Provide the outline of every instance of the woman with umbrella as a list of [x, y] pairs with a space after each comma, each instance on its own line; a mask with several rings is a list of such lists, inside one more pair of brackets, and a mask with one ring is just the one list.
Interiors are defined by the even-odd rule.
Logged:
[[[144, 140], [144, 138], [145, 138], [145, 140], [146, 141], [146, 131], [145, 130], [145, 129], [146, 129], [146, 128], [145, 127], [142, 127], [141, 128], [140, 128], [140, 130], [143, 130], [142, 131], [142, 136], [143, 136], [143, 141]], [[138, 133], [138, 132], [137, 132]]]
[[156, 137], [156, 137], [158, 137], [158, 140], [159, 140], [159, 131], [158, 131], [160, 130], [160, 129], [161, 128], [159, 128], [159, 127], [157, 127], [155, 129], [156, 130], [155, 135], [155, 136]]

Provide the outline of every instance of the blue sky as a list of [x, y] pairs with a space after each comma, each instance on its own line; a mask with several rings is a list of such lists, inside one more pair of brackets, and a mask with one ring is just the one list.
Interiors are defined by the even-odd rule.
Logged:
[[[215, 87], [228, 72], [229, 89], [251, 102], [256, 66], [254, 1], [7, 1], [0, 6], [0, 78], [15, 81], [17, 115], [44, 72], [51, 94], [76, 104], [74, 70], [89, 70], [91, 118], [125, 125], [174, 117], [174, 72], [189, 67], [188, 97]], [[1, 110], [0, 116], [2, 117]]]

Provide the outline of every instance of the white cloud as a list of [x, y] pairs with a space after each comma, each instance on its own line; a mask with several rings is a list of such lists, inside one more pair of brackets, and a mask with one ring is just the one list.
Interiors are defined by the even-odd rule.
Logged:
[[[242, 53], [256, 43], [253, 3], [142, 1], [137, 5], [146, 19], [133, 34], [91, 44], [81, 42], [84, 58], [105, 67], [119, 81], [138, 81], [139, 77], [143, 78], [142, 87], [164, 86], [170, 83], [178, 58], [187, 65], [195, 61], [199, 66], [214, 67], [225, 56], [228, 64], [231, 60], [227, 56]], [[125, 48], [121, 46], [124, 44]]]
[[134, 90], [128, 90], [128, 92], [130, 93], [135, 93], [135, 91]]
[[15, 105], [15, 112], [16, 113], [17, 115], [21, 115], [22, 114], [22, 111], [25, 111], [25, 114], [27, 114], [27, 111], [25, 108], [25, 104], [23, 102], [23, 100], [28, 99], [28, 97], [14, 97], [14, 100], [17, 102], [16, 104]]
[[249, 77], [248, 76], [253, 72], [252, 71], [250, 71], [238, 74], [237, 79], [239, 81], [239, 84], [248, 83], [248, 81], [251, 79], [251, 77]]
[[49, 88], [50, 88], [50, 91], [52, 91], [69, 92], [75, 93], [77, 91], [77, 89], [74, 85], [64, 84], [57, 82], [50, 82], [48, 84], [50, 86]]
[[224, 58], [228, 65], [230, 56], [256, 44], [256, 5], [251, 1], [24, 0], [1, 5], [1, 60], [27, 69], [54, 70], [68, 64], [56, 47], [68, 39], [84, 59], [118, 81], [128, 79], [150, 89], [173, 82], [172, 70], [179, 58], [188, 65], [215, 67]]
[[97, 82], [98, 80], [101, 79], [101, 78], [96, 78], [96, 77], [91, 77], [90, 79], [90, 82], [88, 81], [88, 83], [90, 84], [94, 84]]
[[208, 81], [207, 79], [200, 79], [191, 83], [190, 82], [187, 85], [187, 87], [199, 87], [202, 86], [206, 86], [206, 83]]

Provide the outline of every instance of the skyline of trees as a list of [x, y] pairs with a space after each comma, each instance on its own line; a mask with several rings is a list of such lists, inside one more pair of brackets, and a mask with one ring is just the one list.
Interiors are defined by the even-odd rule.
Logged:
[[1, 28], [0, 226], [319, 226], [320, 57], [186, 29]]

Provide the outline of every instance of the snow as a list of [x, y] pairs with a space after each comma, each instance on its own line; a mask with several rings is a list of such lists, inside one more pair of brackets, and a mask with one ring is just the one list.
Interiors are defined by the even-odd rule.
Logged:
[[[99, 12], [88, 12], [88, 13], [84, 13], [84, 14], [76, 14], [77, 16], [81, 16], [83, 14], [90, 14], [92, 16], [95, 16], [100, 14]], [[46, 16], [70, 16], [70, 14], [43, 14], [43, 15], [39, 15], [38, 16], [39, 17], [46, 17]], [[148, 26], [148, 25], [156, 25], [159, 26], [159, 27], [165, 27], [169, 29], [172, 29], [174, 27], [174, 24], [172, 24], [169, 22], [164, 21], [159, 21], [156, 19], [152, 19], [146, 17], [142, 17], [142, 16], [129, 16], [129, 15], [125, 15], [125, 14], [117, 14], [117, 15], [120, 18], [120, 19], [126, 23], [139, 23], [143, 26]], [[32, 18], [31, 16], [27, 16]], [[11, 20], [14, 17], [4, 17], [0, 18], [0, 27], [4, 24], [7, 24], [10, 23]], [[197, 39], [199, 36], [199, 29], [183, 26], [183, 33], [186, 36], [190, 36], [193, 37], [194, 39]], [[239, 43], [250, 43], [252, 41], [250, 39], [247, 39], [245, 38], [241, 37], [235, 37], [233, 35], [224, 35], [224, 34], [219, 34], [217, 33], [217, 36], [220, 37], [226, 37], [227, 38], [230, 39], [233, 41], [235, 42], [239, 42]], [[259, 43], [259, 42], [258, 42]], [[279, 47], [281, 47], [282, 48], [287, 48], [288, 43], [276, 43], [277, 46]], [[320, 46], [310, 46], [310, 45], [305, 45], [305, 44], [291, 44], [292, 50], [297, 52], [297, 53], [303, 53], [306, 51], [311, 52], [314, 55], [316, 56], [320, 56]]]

» **The task**:
Rewrite all the rows above with every occurrence of "Logged" changed to "Recorded" and nothing else altered.

» **Written solution**:
Provide the outline of every instance of the woman with umbrella as a list of [x, y] pairs with a space after each comma, each instance on its own line; a mask with several rings is a list of such lists, inside one more pair of brackets, and a mask with one ring is just the one list.
Interiors are defined by the even-odd rule.
Recorded:
[[[144, 140], [144, 138], [145, 138], [145, 140], [146, 141], [146, 131], [145, 130], [145, 129], [146, 129], [146, 128], [145, 127], [142, 127], [141, 128], [140, 128], [140, 130], [143, 130], [142, 131], [142, 136], [143, 136], [143, 141]], [[138, 133], [138, 132], [137, 132]]]
[[156, 137], [156, 137], [158, 137], [158, 140], [159, 140], [159, 131], [158, 131], [160, 130], [160, 129], [161, 128], [159, 128], [159, 127], [157, 127], [155, 129], [156, 130], [155, 135], [155, 136]]

Provide the outline of every instance of the blue sky as a list of [x, y] pairs with a space after each comma, each instance on its own line; a mask with several rings is a list of such lists, inside one more pair of brackets, and a mask with one ring is just the one list.
Interiors are defined by the even-odd rule.
Recorded:
[[[215, 87], [228, 72], [229, 89], [251, 102], [256, 66], [254, 1], [7, 1], [0, 6], [0, 78], [15, 81], [17, 115], [44, 72], [51, 94], [76, 104], [74, 70], [89, 70], [91, 118], [125, 125], [174, 117], [174, 72], [189, 67], [188, 97]], [[1, 110], [0, 116], [2, 117]]]

Provide the outline of every instance of the white cloud as a list of [x, y] pairs with a space after each comma, each instance on its own line; a mask with several rings is a list of such lists, inside one more pair of brackets, and a mask with one ring is just the one list.
Interiors are defined by the even-odd rule.
Recorded:
[[[242, 53], [256, 43], [253, 3], [142, 1], [137, 5], [146, 19], [133, 34], [91, 44], [81, 42], [84, 58], [105, 67], [119, 81], [138, 81], [139, 77], [143, 78], [142, 87], [164, 86], [170, 83], [178, 58], [187, 65], [195, 61], [199, 66], [214, 67], [225, 56], [228, 64], [231, 60], [227, 56]], [[125, 48], [121, 46], [124, 44]]]
[[134, 90], [128, 90], [128, 92], [130, 93], [135, 93], [135, 91]]
[[15, 105], [15, 112], [16, 113], [17, 115], [21, 115], [22, 114], [22, 111], [25, 111], [25, 114], [27, 114], [27, 111], [25, 108], [25, 104], [23, 102], [23, 100], [28, 99], [28, 97], [14, 97], [14, 100], [17, 102], [16, 104]]
[[249, 77], [248, 76], [253, 72], [252, 71], [250, 71], [238, 74], [237, 79], [239, 81], [239, 84], [248, 83], [248, 81], [251, 79], [251, 77]]
[[49, 88], [50, 88], [50, 91], [52, 91], [69, 92], [75, 93], [77, 91], [77, 89], [74, 85], [64, 84], [57, 82], [50, 82], [48, 84], [50, 86]]
[[224, 58], [228, 65], [230, 56], [256, 44], [256, 5], [251, 1], [24, 0], [1, 5], [1, 60], [27, 69], [54, 70], [68, 64], [56, 47], [68, 39], [84, 59], [118, 81], [128, 79], [150, 89], [173, 82], [172, 70], [179, 58], [188, 65], [215, 67]]
[[97, 82], [98, 80], [101, 79], [101, 78], [96, 78], [96, 77], [91, 77], [90, 79], [90, 82], [88, 81], [88, 83], [90, 84], [94, 84]]
[[208, 81], [207, 79], [200, 79], [191, 83], [190, 82], [187, 85], [187, 87], [199, 87], [202, 86], [206, 86], [206, 83]]

Provide the outline of every instance of the skyline of trees as a list of [x, y] pairs with a space after each comma, each instance on its own line; a mask with several rings is a list of such lists, inside one more pair of brackets, and a mask with one ring is just the one list.
Interiors are defined by the even-odd rule.
Recorded:
[[1, 28], [0, 226], [319, 226], [320, 57], [186, 29]]

Provide the outline of every instance of the snow as a list of [x, y] pairs with a space after each comma, each instance on its own line; a mask with several rings is a list of such lists, inside one more pair of brackets, and a mask with one ring is just the one list.
Interiors are defined by the even-odd rule.
Recorded:
[[[99, 12], [88, 12], [88, 13], [84, 13], [84, 14], [76, 14], [77, 16], [81, 16], [83, 14], [90, 14], [92, 16], [95, 16], [100, 14]], [[46, 16], [70, 16], [70, 14], [43, 14], [43, 15], [39, 15], [38, 16], [39, 17], [46, 17]], [[148, 26], [148, 25], [156, 25], [159, 26], [159, 27], [165, 27], [169, 29], [172, 29], [174, 27], [174, 24], [172, 24], [169, 22], [164, 21], [159, 21], [156, 19], [152, 19], [146, 17], [142, 17], [142, 16], [129, 16], [129, 15], [125, 15], [125, 14], [117, 14], [117, 15], [120, 18], [120, 19], [126, 23], [139, 23], [143, 26]], [[32, 18], [31, 16], [27, 16]], [[11, 20], [14, 17], [4, 17], [0, 18], [0, 27], [4, 24], [7, 24], [10, 23]], [[197, 39], [199, 36], [199, 29], [183, 26], [183, 33], [186, 36], [190, 36], [193, 37], [194, 39]], [[239, 43], [250, 43], [252, 41], [250, 39], [247, 39], [245, 38], [241, 37], [235, 37], [233, 35], [224, 35], [224, 34], [219, 34], [217, 33], [217, 36], [220, 37], [226, 37], [227, 38], [230, 39], [233, 41], [235, 42], [239, 42]], [[259, 43], [259, 42], [258, 42]], [[279, 47], [281, 47], [282, 48], [287, 48], [288, 43], [276, 43], [277, 46]], [[320, 46], [310, 46], [310, 45], [305, 45], [305, 44], [291, 44], [292, 50], [297, 52], [297, 53], [303, 53], [306, 51], [311, 52], [314, 55], [316, 56], [320, 56]]]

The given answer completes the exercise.